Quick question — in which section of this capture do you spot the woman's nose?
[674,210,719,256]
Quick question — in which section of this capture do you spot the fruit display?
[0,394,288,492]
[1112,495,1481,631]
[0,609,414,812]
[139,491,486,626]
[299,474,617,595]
*-*-*
Repeat every line of the material above, requests included, with each coordinate in the answers multiplied by 1.9 and rounded to the nearest whole number, halves going up.

Quick question — in which section of this capture do you spot the woman's nose?
[1281,399,1366,486]
Quick question — in which section of this capture do you spot the fruit display?
[0,749,547,935]
[2113,941,2814,1199]
[0,1157,787,1543]
[264,933,923,1189]
[568,901,1172,1131]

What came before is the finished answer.